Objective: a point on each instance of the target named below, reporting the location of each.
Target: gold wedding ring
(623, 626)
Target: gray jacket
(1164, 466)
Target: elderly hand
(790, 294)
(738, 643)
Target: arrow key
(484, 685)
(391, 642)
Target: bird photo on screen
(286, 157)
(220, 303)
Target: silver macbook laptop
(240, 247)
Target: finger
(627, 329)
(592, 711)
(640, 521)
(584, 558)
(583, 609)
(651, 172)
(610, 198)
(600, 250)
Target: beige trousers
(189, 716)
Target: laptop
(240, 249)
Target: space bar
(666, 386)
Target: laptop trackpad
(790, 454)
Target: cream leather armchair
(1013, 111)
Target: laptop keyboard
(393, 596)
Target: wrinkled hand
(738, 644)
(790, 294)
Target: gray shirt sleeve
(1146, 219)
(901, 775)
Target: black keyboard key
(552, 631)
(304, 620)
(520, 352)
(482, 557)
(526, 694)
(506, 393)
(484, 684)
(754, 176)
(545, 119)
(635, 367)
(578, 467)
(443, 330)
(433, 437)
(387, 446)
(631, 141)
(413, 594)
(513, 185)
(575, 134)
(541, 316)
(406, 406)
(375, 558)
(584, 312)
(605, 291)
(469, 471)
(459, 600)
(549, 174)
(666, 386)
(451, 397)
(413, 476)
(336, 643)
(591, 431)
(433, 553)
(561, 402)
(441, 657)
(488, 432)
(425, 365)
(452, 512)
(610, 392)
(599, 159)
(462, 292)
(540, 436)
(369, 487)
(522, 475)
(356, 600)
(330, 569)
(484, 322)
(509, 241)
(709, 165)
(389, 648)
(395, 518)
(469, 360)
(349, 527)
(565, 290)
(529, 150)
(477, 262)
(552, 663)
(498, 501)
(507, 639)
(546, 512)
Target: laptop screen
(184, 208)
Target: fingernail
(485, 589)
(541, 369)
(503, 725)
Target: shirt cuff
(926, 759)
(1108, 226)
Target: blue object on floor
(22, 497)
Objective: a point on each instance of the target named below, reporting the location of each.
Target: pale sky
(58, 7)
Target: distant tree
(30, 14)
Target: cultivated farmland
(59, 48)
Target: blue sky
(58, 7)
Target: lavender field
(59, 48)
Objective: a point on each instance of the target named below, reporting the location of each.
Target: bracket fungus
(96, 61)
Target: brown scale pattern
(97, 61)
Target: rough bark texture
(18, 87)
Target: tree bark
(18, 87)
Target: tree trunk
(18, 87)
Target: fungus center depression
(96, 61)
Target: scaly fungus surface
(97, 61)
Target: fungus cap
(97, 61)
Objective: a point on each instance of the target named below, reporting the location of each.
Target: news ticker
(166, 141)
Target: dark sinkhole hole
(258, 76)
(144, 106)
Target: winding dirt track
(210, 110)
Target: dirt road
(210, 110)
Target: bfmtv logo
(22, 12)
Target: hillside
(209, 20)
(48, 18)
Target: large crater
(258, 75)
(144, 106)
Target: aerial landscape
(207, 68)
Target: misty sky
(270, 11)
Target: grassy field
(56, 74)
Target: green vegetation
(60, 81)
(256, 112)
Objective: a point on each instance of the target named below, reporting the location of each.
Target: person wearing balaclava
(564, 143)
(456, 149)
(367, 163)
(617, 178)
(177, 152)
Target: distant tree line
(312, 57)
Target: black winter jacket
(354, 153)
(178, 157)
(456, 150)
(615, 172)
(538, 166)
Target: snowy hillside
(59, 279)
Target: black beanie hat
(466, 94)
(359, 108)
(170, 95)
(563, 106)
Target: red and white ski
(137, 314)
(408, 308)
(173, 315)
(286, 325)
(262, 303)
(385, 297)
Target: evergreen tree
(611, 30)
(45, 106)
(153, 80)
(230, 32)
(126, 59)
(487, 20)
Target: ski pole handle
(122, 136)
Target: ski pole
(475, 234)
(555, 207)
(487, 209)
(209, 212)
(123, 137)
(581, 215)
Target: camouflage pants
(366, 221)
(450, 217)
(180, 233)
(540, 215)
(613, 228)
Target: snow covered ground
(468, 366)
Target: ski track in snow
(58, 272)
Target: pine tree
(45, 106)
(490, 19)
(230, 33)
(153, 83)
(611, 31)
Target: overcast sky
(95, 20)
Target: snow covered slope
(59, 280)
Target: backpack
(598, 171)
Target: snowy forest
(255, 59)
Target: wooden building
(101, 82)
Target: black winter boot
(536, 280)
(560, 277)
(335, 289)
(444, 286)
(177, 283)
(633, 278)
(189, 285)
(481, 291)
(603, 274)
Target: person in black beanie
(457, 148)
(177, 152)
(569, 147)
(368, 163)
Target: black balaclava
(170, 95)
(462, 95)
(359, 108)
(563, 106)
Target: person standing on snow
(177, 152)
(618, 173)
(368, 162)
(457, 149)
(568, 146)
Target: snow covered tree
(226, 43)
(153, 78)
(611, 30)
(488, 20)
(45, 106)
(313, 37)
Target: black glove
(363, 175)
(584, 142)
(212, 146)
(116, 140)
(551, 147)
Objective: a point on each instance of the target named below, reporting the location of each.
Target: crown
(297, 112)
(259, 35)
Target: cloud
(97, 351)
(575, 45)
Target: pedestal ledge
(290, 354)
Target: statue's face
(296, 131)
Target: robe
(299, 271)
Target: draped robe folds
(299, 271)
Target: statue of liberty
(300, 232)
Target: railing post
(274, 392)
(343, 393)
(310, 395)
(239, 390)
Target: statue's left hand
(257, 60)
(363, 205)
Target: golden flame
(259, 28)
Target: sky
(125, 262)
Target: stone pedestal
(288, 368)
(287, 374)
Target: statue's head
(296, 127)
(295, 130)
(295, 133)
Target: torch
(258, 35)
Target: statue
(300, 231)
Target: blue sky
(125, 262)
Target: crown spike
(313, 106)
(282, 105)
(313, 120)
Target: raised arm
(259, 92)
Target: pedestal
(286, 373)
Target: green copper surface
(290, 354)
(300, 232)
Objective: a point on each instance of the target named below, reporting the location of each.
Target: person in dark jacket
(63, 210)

■ **INSTRUCTIONS TO FOLLOW**
Reproduce, word for word, the lines of the records from the line holding "Target: sky" through the final line, inclusive.

■ **TASK RESPONSE**
Target: sky
(125, 262)
Target: stone pedestal
(288, 368)
(287, 374)
Target: statue's head
(296, 127)
(295, 130)
(295, 133)
Target: torch
(258, 35)
Target: statue
(300, 231)
Target: blue sky
(125, 262)
Target: crown spike
(313, 106)
(282, 105)
(313, 120)
Target: raised arm
(259, 92)
Target: pedestal
(286, 373)
Target: green copper surface
(290, 354)
(300, 232)
Objective: a point on each instance of the target named below, reporting the location of each.
Target: person in dark jacket
(63, 210)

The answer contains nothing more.